▸ **TASK**:
Render the data below as a Markdown table with two columns, "Row" and "Line", numbering each row and placing one line of the data in each while omitting blank lines.

▸ **SOURCE MATERIAL**:

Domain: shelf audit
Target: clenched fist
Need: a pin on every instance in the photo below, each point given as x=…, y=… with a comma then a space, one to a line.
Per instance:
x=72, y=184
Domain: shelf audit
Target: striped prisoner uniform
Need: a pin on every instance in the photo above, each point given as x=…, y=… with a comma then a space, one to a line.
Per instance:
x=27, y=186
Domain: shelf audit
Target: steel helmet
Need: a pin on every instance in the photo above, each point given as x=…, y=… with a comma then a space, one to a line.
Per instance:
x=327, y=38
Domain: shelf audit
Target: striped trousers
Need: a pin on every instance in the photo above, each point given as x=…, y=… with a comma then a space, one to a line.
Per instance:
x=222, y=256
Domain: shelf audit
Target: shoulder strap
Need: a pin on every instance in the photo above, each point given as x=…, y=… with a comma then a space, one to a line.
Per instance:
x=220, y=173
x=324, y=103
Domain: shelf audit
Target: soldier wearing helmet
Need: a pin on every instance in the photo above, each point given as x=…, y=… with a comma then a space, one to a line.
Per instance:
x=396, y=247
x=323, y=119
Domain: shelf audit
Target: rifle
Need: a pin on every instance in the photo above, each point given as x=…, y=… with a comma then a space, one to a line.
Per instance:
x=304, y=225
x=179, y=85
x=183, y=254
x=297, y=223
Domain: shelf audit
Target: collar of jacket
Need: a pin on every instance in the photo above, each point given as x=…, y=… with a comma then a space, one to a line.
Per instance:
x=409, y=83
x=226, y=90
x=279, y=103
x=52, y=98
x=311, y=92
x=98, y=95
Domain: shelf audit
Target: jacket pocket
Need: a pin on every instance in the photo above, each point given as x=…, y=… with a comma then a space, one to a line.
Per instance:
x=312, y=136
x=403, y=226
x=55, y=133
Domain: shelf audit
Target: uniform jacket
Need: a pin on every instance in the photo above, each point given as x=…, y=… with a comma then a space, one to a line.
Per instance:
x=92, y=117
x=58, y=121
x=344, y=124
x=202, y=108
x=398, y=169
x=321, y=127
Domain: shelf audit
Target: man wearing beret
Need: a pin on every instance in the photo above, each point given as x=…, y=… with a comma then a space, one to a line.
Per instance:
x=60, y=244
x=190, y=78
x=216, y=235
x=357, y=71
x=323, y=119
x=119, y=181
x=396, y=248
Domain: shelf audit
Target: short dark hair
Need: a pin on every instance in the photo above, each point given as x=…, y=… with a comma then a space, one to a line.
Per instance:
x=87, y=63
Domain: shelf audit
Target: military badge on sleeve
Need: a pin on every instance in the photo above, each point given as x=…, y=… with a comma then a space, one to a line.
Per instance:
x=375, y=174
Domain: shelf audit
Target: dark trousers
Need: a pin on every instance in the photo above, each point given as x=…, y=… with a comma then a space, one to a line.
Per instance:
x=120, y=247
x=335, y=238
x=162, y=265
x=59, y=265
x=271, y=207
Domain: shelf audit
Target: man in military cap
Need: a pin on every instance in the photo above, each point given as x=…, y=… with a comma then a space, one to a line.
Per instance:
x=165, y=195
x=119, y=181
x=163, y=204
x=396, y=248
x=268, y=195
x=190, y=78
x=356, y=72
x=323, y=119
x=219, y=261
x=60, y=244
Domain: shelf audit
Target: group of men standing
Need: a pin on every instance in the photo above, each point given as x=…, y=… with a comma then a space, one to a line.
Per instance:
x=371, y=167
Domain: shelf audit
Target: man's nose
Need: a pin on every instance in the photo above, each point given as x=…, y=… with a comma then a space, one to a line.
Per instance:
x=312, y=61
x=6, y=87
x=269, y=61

▸ **RESPONSE TO THIS EXERCISE**:
| Row | Line |
|---|---|
| 1 | Domain: shelf audit |
| 2 | Target: clenched fist |
| 3 | Need: a pin on every instance in the photo below, each point given as x=…, y=… with a comma then a space, one to a line. |
| 4 | Per instance: |
| 5 | x=72, y=184 |
| 6 | Domain: shelf audit |
| 7 | Target: striped prisoner uniform |
| 8 | Need: a pin on every instance in the photo above, each point given as x=…, y=… with a comma then a space, one to a line. |
| 9 | Per instance: |
| 10 | x=27, y=186 |
| 11 | Domain: shelf audit |
| 12 | Target: steel helmet |
| 13 | Need: a pin on every instance in the photo above, each point given as x=…, y=… with a comma then a space, one to a line. |
| 14 | Per instance: |
| 15 | x=327, y=38 |
| 16 | Domain: shelf audit |
| 17 | Target: striped trousers |
| 18 | Need: a pin on every instance in the photo above, each point given as x=…, y=… with a comma then a space, one to a line. |
| 19 | Per instance: |
| 20 | x=222, y=256 |
| 21 | Domain: shelf audit |
| 22 | Target: shoulder strap |
| 23 | Need: a pin on every instance in the photo above, each point given as x=…, y=… with a comma then a space, one to a line. |
| 24 | Per instance: |
| 25 | x=220, y=173 |
| 26 | x=324, y=103 |
| 27 | Domain: shelf audit |
| 28 | Target: soldier wearing helmet |
| 29 | Need: a pin on every instance in the photo above, each point given as x=…, y=… with a comma then a space, one to a line. |
| 30 | Per instance: |
| 31 | x=396, y=247 |
| 32 | x=323, y=119 |
| 33 | Domain: shelf audit |
| 34 | Target: rifle |
| 35 | Need: a pin on every instance in the photo above, each point given as x=…, y=… with a comma then a space, one to a line. |
| 36 | Per instance: |
| 37 | x=304, y=225 |
| 38 | x=179, y=85 |
| 39 | x=183, y=254 |
| 40 | x=297, y=223 |
| 41 | Domain: shelf audit |
| 42 | Target: collar of jacket |
| 43 | Need: a pin on every instance in the photo above, each point given as x=…, y=… with a comma then a space, one to a line. |
| 44 | Per instance: |
| 45 | x=409, y=83 |
| 46 | x=226, y=90 |
| 47 | x=279, y=103 |
| 48 | x=52, y=98 |
| 49 | x=311, y=92 |
| 50 | x=98, y=95 |
| 51 | Domain: shelf audit |
| 52 | Target: jacket pocket |
| 53 | Need: a pin on every instance in the photo above, each point given as x=…, y=… with a comma then a space, one to a line. |
| 54 | Per instance: |
| 55 | x=312, y=136 |
| 56 | x=403, y=226 |
| 57 | x=55, y=133 |
| 58 | Domain: shelf audit |
| 59 | Target: uniform jacket |
| 60 | Need: a pin on every instance in the photo above, each point given as x=…, y=… with a comma then a space, one to a line. |
| 61 | Per instance: |
| 62 | x=92, y=117 |
| 63 | x=58, y=121 |
| 64 | x=344, y=124 |
| 65 | x=202, y=108 |
| 66 | x=398, y=169 |
| 67 | x=321, y=127 |
| 68 | Domain: shelf audit |
| 69 | Target: man wearing beret |
| 70 | Need: a pin on every instance in the photo above, each point given as x=…, y=… with a comma then a space, one to a line. |
| 71 | Per instance: |
| 72 | x=60, y=244 |
| 73 | x=190, y=78 |
| 74 | x=216, y=235 |
| 75 | x=357, y=71 |
| 76 | x=323, y=119 |
| 77 | x=119, y=181 |
| 78 | x=396, y=248 |
| 79 | Domain: shelf audit |
| 80 | Target: short dark hair |
| 81 | Need: a pin on every instance in the photo above, each point given as x=…, y=… with a comma then a space, one to a line. |
| 82 | Per instance: |
| 83 | x=87, y=63 |
| 84 | Domain: shelf audit |
| 85 | Target: military badge on sleeve |
| 86 | Need: a pin on every instance in the photo above, each point given as x=…, y=… with a comma then a space, one to a line. |
| 87 | Per instance: |
| 88 | x=375, y=174 |
| 89 | Domain: shelf audit |
| 90 | Target: dark trousers |
| 91 | Need: a pin on every instance in the photo above, each point given as x=…, y=… with a comma then a space, one to a line. |
| 92 | Per instance: |
| 93 | x=120, y=247 |
| 94 | x=335, y=238 |
| 95 | x=162, y=265 |
| 96 | x=59, y=265 |
| 97 | x=271, y=207 |
| 98 | Domain: shelf audit |
| 99 | Target: man in military cap |
| 100 | Need: a pin on every instance in the photo above, each point given as x=…, y=… with a comma then a space, one to a line. |
| 101 | Per instance: |
| 102 | x=165, y=195 |
| 103 | x=119, y=181 |
| 104 | x=163, y=204 |
| 105 | x=396, y=248 |
| 106 | x=268, y=195 |
| 107 | x=190, y=78 |
| 108 | x=356, y=72 |
| 109 | x=323, y=119 |
| 110 | x=219, y=261 |
| 111 | x=60, y=244 |
| 112 | Domain: shelf audit |
| 113 | Target: group of men standing |
| 114 | Need: a pin on every instance in the photo above, each point given as x=…, y=… with a comma then a space, one to a line. |
| 115 | Per instance: |
| 116 | x=371, y=167 |
| 117 | Domain: shelf audit |
| 118 | Target: man's nose |
| 119 | Need: a pin on every instance in the photo above, each point given as x=…, y=… with a comma then a space, one to a line. |
| 120 | Per instance: |
| 121 | x=312, y=61 |
| 122 | x=6, y=87 |
| 123 | x=269, y=61 |